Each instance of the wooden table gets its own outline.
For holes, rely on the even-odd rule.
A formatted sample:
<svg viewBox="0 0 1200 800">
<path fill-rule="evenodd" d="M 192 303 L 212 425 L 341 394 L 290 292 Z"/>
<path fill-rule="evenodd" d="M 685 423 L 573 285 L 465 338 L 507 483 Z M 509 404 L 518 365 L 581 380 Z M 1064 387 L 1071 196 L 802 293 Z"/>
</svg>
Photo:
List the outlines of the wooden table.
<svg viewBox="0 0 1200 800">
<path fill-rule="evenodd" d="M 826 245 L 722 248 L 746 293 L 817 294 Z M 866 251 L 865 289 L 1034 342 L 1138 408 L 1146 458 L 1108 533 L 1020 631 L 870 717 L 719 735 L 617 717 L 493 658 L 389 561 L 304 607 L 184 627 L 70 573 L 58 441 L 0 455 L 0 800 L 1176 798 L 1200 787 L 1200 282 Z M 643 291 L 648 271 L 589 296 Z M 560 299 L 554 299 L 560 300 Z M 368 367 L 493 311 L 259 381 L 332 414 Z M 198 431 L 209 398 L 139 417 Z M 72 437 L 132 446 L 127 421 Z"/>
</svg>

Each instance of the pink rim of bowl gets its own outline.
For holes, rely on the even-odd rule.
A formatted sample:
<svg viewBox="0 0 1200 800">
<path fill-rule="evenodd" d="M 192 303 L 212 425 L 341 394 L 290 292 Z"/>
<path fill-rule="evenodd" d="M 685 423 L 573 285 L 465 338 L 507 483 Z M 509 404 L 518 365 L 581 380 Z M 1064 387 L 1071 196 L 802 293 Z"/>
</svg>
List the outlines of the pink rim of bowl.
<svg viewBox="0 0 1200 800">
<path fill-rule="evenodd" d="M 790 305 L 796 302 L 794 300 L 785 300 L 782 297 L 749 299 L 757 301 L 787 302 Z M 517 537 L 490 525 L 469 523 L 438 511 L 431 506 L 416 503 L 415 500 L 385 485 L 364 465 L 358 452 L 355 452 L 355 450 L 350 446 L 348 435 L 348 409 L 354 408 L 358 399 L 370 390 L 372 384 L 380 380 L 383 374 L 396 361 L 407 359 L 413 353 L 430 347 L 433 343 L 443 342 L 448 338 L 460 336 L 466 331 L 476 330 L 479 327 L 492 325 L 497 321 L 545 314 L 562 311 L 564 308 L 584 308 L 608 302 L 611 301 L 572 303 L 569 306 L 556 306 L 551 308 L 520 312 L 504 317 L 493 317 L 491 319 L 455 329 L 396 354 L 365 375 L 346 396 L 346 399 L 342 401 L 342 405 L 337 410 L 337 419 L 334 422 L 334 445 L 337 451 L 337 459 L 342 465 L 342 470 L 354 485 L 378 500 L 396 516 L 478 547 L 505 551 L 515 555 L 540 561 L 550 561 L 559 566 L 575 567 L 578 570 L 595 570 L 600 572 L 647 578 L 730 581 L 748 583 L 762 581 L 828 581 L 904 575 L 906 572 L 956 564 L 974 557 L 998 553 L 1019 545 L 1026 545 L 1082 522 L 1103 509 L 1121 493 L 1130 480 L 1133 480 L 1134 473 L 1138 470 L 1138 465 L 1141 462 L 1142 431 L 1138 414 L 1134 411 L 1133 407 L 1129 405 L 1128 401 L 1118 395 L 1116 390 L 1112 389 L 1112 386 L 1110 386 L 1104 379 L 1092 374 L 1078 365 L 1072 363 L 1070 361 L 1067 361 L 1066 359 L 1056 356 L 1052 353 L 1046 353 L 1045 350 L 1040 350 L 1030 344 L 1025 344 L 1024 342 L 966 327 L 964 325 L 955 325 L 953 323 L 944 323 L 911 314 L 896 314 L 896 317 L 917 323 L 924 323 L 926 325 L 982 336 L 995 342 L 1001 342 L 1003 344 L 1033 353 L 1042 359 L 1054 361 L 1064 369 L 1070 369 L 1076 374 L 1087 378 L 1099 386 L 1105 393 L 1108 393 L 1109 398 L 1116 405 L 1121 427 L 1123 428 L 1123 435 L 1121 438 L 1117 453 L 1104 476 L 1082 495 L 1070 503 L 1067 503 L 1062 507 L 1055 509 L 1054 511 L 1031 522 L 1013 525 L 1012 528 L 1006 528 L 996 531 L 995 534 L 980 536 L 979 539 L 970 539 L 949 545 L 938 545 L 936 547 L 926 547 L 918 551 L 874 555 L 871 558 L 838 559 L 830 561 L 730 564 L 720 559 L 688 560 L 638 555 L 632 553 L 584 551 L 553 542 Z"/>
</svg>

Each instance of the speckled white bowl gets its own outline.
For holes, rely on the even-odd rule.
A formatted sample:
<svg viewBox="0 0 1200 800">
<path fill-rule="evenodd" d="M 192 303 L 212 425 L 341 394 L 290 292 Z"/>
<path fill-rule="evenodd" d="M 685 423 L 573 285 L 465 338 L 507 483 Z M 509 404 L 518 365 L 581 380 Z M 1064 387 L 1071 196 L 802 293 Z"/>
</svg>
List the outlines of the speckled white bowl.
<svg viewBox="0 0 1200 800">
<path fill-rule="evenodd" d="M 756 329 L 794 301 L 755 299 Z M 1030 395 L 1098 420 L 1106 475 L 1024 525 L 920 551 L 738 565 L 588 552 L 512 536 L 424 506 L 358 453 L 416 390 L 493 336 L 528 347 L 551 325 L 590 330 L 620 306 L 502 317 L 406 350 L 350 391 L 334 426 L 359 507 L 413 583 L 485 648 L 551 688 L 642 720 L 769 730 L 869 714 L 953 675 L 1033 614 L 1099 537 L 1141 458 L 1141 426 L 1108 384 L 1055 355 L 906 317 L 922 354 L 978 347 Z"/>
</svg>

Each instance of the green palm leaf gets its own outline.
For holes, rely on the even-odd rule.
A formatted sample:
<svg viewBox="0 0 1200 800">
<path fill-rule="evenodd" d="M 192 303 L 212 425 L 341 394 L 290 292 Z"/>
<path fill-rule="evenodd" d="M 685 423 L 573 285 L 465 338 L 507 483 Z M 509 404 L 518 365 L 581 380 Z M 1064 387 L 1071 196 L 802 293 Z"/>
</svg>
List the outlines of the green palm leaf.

### PROBLEM REQUIREMENTS
Return the lines of the listing above exactly, starting at the line that contains "Each instance of the speckled" and ending with the last line of the listing.

### WORKED SOLUTION
Each instance of the speckled white bowl gets its own outline.
For holes, rely on the even-odd rule.
A formatted sample:
<svg viewBox="0 0 1200 800">
<path fill-rule="evenodd" d="M 192 303 L 212 425 L 341 394 L 290 292 Z"/>
<path fill-rule="evenodd" d="M 685 423 L 573 285 L 465 338 L 507 483 Z M 509 404 L 518 365 L 581 380 Z M 1064 387 L 1071 196 L 802 293 Z"/>
</svg>
List the outlines of the speckled white bowl.
<svg viewBox="0 0 1200 800">
<path fill-rule="evenodd" d="M 756 329 L 794 301 L 755 299 Z M 1030 395 L 1098 420 L 1106 475 L 1024 525 L 920 551 L 738 565 L 588 552 L 512 536 L 424 506 L 358 453 L 416 390 L 493 336 L 528 347 L 551 325 L 590 330 L 620 306 L 502 317 L 406 350 L 350 391 L 334 426 L 359 507 L 413 583 L 485 648 L 551 688 L 642 720 L 769 730 L 869 714 L 953 675 L 1033 614 L 1099 537 L 1141 458 L 1141 426 L 1108 384 L 1055 355 L 906 317 L 922 354 L 978 347 Z"/>
</svg>

Each instance of the green palm leaf gets its own outline.
For holes, rely on the even-odd rule.
A formatted sample:
<svg viewBox="0 0 1200 800">
<path fill-rule="evenodd" d="M 192 303 L 212 425 L 341 394 L 290 292 Z"/>
<path fill-rule="evenodd" d="M 685 423 L 573 285 L 465 338 L 507 483 Z M 509 404 L 518 365 L 581 380 Z M 1064 387 L 1071 196 L 802 293 Z"/>
</svg>
List the outlines of the green palm leaf.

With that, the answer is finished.